→ Tâche donnée 1
Les affirmations (a), (b) et (c) concordent-elles avec le récit sur l’approche des Prussiens ? Répondez à chacune par oui ou par non, en citant mot pour mot les termes du récit qui tranchent : (a) L’auteur a appris de bonnes nouvelles chez le nouveau préfet. (b) Les registres de l’état civil ont été transportés à la Bibliothèque. (c) Le vendredi, G… et l’auteur sont allés chercher le journal après le dîner.
→ Tâche donnée 2
Écrivez la suite du récit sur l’approche des Prussiens, à partir de sa dernière phrase.

→ Extrait à lire
┄┄┄┄┄┄┄┄┄┄

Encore une journée écoulée. Tout ce qu’il y avait de troupes et de mobiles est parti ; au lieu du tumulte d’hier, tout est triste aujourd’hui et silencieux. Je passe tout le jour à travailler. Je suis allé aujourd’hui voir M. Charton, notre nouveau préfet ; je n’y ai rien appris de bon. En général, ceux qui sont à notre tête n’ont pas grande confiance. Le soir, rien de nouveau.

Jeudi 15.

….. Je reste le plus que je peux enfermé, car je ne puis parcourir la ville sans éprouver un serrement de cœur. Nous allons le soir chercher le journal qui nous annonce l’approche des Prussiens. Prions Dieu de nous protéger !

Vendredi 16.

Toujours même anxiété….. Aujourd’hui, l’autorité municipale, qui craint que des accidents n’arrivent à la Mairie, dont les bâtiments sont peu sûrs, a fait transporter tous les registres de l’état civil à la Bibliothèque ; c’est là, maintenant, qu’est établi le bureau et qu’on recevra toutes les déclarations concernant les actes de l’état civil. Comme à l’ordinaire, après dîner, G… et moi avons été chercher le journal. Rien de nouveau, si ce n’est que l’ennemi se rapproche de plus en plus.

┄┄┄┄┄┄┄┄┄┄

→ Éléments affichés
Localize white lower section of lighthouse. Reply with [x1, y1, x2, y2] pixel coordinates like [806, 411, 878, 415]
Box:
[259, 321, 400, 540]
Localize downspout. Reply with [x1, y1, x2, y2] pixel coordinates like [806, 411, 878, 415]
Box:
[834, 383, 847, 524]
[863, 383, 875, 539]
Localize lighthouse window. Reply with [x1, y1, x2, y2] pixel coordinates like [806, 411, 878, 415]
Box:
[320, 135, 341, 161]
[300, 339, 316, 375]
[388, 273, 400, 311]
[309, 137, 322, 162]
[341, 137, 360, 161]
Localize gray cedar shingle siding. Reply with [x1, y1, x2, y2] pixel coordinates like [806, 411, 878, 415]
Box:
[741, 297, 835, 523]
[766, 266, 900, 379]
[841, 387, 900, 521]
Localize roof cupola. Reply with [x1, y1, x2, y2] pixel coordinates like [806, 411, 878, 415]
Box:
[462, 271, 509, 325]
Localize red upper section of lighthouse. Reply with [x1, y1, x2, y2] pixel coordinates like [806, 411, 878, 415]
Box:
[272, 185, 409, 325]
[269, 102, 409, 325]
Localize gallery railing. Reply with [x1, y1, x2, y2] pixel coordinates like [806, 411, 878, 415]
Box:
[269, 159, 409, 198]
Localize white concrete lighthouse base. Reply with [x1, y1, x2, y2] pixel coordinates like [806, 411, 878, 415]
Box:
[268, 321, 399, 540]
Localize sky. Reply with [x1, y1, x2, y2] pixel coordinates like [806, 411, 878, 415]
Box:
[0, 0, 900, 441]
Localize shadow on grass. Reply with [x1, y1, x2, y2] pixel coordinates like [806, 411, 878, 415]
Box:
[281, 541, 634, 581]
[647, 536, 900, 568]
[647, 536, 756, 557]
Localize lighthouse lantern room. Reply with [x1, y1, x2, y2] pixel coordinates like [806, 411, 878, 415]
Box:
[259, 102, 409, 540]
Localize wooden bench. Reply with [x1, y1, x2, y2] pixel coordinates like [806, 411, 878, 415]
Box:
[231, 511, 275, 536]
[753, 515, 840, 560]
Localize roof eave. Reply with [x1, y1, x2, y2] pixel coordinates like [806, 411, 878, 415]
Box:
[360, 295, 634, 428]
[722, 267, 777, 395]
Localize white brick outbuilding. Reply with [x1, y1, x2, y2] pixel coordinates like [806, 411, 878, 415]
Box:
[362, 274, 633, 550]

┄┄┄┄┄┄┄┄┄┄

→ Réponse finale 1
(a) Non : « je n’y ai rien appris de bon ».
(b) Oui : « a fait transporter tous les registres de l’état civil à la Bibliothèque ».
(c) Oui : « après dîner, G… et moi avons été chercher le journal ».

→ Réponse finale 2
Samedi 17.

Rien de nouveau ce matin….. Je suis resté à la Bibliothèque, cherchant à me distraire par le travail. Toute la soirée, la ville était en alerte ; on annonçait l’arrivée des Prussiens par la barrière de la rue des Chantiers ; on courait de tous côtés. Personne n’a paru…..

Dimanche 18.

Je suis allé à la messe ce matin à Saint-Louis et j’ai ardemment prié Dieu de nous soutenir dans cette terrible crise….. Je suis sorti tard, car j’ai peu de goût à sortir de chez moi. J’ai lu les journaux, et quand je suis allé sur l’avenue de Paris, j’y ai trouvé une foule considérable assemblée devant la Mairie. Trois uhlans prussiens venaient d’arriver ; le maire n’avait pas voulu traiter avec eux, mais avec un officier supérieur. Ils se sont en allés et l’on n’a plus rien revu de la soirée…..

Lundi 19.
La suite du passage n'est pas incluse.